Task to carry out ->
In the records below, please retype word for word every line from the one containing "[ ] locate the crowd of protester" through the final one, both included, and nothing else.
*** Input data Section Begins ***
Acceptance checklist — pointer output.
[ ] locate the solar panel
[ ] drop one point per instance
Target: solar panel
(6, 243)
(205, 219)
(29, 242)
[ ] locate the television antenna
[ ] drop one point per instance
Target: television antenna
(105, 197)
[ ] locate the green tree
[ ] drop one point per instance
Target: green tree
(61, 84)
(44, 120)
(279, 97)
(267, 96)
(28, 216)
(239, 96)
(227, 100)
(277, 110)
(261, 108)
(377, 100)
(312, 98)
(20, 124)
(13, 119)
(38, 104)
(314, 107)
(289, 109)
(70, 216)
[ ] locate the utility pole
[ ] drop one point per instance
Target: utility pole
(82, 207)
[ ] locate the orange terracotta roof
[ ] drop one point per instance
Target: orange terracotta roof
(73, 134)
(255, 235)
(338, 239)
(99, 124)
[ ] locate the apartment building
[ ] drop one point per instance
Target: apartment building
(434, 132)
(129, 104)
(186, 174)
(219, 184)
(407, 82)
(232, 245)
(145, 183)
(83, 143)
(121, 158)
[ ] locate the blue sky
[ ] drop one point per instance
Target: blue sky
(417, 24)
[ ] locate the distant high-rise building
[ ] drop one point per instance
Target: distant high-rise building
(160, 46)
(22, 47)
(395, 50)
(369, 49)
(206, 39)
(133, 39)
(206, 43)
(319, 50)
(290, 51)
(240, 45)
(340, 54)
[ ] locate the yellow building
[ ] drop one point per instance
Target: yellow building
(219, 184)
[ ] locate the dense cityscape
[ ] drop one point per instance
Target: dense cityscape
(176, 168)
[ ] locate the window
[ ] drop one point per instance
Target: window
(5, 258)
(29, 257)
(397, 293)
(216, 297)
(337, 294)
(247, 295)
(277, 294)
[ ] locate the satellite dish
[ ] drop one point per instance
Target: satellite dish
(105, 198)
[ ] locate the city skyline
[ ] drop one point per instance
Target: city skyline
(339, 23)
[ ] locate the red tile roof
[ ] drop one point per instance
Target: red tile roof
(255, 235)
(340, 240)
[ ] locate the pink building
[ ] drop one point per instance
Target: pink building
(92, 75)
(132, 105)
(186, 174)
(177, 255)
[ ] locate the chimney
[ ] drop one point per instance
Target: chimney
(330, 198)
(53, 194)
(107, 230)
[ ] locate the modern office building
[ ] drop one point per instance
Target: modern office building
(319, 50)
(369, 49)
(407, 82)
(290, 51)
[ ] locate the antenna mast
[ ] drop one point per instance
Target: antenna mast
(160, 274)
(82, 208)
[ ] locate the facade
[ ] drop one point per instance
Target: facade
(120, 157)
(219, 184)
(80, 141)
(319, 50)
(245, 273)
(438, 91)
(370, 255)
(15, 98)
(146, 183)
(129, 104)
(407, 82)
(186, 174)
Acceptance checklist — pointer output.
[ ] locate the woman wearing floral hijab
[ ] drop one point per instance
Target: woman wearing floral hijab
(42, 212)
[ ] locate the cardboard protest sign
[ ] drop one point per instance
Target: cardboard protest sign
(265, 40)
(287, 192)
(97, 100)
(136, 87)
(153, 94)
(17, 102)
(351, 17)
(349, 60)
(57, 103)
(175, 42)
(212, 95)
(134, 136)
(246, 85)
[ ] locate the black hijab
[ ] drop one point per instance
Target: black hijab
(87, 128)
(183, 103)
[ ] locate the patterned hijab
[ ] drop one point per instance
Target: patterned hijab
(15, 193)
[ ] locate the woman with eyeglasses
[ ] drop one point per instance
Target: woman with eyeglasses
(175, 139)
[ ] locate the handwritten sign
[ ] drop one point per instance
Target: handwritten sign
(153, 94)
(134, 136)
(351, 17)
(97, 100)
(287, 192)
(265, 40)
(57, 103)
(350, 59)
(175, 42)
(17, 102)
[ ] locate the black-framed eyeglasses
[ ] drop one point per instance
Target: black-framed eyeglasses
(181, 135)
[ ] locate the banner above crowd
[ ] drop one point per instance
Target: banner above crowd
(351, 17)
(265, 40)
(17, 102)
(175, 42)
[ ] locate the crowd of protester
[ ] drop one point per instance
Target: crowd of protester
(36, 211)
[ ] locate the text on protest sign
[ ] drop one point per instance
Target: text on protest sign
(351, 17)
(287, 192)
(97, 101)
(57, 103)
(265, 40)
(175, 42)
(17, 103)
*** Input data Section Ends ***
Exercise solution ->
[ ] locate the crowd of protester
[ ] drop one point per instance
Target: crowd of protester
(36, 211)
[ ] locate the text on protest sign
[ ] drop one point per instance
Target: text on protest sign
(351, 17)
(287, 192)
(97, 101)
(57, 103)
(265, 40)
(175, 42)
(17, 103)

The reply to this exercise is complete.